Carry on the article about Israel's Unit 8200 and the cybersecurity firms its veterans founded, picking up after its final sentence.

- Source passage
** START **

Understanding Why Israel Produces Many Cybersecurity Firms Starts With Understanding the Talent That Israeli Defense Force (IDF) Unit 8200 Produces
One definition of ‘entrepreneur’ is “a person who organizes and manages any enterprise, especially a business, usually with considerable initiative and risk.” If Israel were a business, then its founders were entrepreneurs; and there is little wonder that the nation is imbued with an entrepreneurial spirit.
This spirit shapes Israeli business. Peter Rousseau, now with The Hackett Group, wrote last year, “Seventy-six Israeli companies are currently traded on the NASDAQ, behind only the United States and China. Israel exports $1,246 worth of hi-tech goods and services per capita compared to $488 for the U.S. and $295 for the rest of the world.”
Nowhere is the entrepreneurial spirit better demonstrated than in the quantity and quality of contemporary cybersecurity firms that have come from Israel — starting, perhaps, with Check Point. Check Point was founded in 1993 by Gil Shwed, Shlomo Kramer, and Marius Nacht. Shwed and Kramer had served together in the Israeli Defense Force (IDF) Unit 8200. One of Check Point’s earliest employees was Nir Zuk, who moved on to become the founder and CTO of Palo Alto Networks. Zuk also served in IDF Unit 8200 — and Unit 8200 is a pervasive thread that dominates Israeli cybersecurity firms.
Unit 8200 is the signals intelligence (SIGINT) and web intelligence (WEBINT) unit of the Israeli military; and is generally considered among the elite of the world’s intelligence agencies. It is not the only technology unit in the IDF; but it is the offensive or proactive unit. All young Israelis do between 32 and 36 months military service from the age of 18. Those with a particular aptitude for SIGINT are literally ‘creamed off’ into Unit 8200.
Development of Israel’s SIGINT
Unit 8200 did not spring from nothing with the formation of Israel in 1948. Jewish intelligence groups had been working in Palestine both with the ruling British administration, and against the British and Arabs — sometimes simultaneously — for many years. After 1948, the Israeli military became the IDF and established a military intelligence group codenamed ‘Rabbit’. Rabbit was charged with intercepting and decoding Arab communications; a charge born of necessity.
Unit 8200 evolved out of Rabbit. Initially with little budget and low manpower, it was forced to develop its own technology and techniques — the entrepreneurial spirit of the nation co-existed within its intelligence agency from its very origins.

** END **

- Supplied material
** START **

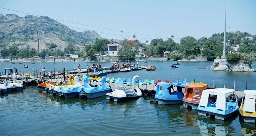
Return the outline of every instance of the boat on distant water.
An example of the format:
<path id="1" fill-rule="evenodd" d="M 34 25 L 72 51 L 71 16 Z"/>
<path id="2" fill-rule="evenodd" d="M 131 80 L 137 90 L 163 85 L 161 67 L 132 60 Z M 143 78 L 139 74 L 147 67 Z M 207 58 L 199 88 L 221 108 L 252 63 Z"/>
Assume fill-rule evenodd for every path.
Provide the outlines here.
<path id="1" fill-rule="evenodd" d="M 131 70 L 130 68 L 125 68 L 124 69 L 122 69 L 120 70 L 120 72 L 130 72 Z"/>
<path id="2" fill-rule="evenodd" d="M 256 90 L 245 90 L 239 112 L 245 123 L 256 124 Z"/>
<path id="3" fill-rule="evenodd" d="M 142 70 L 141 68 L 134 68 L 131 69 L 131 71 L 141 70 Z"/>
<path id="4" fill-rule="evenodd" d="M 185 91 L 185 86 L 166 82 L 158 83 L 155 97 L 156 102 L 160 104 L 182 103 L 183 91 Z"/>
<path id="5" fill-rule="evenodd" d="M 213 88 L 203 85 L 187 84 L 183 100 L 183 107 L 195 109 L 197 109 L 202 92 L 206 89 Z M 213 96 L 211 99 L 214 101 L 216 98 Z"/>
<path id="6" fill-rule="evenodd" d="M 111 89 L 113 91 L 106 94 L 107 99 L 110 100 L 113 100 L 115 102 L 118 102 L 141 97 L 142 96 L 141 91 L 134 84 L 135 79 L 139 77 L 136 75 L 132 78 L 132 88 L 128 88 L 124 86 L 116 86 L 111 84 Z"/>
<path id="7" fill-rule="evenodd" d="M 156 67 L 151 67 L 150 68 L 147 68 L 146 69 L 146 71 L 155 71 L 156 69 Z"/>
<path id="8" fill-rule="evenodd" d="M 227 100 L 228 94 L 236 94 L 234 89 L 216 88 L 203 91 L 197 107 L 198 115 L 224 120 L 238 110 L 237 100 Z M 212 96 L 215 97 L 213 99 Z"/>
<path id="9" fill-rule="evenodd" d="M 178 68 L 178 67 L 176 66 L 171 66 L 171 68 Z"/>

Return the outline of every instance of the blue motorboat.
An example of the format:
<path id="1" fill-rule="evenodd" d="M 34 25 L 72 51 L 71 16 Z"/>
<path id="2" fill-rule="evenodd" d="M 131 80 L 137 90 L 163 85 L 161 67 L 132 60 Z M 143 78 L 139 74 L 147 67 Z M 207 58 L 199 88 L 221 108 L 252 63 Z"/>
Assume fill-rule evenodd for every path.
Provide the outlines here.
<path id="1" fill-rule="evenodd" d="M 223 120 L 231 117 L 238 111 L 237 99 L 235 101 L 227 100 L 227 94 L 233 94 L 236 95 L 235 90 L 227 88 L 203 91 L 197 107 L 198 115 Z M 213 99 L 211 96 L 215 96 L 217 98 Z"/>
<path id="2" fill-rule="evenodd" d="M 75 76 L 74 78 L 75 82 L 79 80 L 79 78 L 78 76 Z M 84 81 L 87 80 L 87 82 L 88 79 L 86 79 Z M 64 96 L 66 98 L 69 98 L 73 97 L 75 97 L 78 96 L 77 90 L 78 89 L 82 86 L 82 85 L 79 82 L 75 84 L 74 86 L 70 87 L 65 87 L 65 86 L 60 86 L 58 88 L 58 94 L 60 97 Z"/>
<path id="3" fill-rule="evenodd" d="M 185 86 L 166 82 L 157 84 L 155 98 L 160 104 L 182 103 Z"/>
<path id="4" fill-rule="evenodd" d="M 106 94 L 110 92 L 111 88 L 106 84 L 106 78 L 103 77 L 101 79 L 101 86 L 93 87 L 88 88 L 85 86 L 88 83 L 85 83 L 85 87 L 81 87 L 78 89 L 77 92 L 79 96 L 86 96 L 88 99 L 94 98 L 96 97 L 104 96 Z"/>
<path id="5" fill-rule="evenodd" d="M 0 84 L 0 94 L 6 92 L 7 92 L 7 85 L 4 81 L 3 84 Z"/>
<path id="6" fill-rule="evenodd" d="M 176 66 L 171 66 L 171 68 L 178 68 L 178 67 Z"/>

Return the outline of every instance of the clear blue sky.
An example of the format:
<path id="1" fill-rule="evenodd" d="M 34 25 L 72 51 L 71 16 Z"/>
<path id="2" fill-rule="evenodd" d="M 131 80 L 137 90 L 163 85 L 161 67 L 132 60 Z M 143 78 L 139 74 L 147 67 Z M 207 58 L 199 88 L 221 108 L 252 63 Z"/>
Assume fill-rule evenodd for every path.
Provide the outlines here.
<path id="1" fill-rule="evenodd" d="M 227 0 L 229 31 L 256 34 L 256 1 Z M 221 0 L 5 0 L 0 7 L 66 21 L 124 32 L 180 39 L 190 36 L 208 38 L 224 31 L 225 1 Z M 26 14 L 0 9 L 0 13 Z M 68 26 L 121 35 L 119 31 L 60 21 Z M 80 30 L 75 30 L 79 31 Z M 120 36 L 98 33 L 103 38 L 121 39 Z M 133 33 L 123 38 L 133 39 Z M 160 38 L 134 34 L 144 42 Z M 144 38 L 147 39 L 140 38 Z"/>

** END **

- Reply to the task
The modern Unit 8200, however, grew out of the Yom Kippur War in 1973. On that Atonement Day, Israel was simultaneously invaded by Egypt and Syria. Although Israel eventually defeated the invaders it was at heavy cost in both lives and finance. Subsequent analysis showed that a failure in intelligence had left the nation unprepared — and subsequent Unit 8200 reorganization was designed to prevent this ever happening again. Part of this was the conscious encouragement of ‘chutzpah’, (or audacity) among its staff.
This is the basis of today’s Unit 8200: the cream of youth, highly trained in signals intelligence, encouraged to be audacious in thought and action, and imbued with an entrepreneurial spirit. These young people are then released back into society following their required national service in their early twenties. This is a situation unique in the world.
When talented youth join the NSA or FBI or GCHQ or any other national intelligence agency, they are expected to do so for life, not just for three years. No other nation has this constant stream of highly trained, audacious and entrepreneurial young people entering the job market every year. What else should the more entrepreneurial alumni do but start their own firms using the skills they have acquired; and what else should others do but work in the R&D departments of these firms?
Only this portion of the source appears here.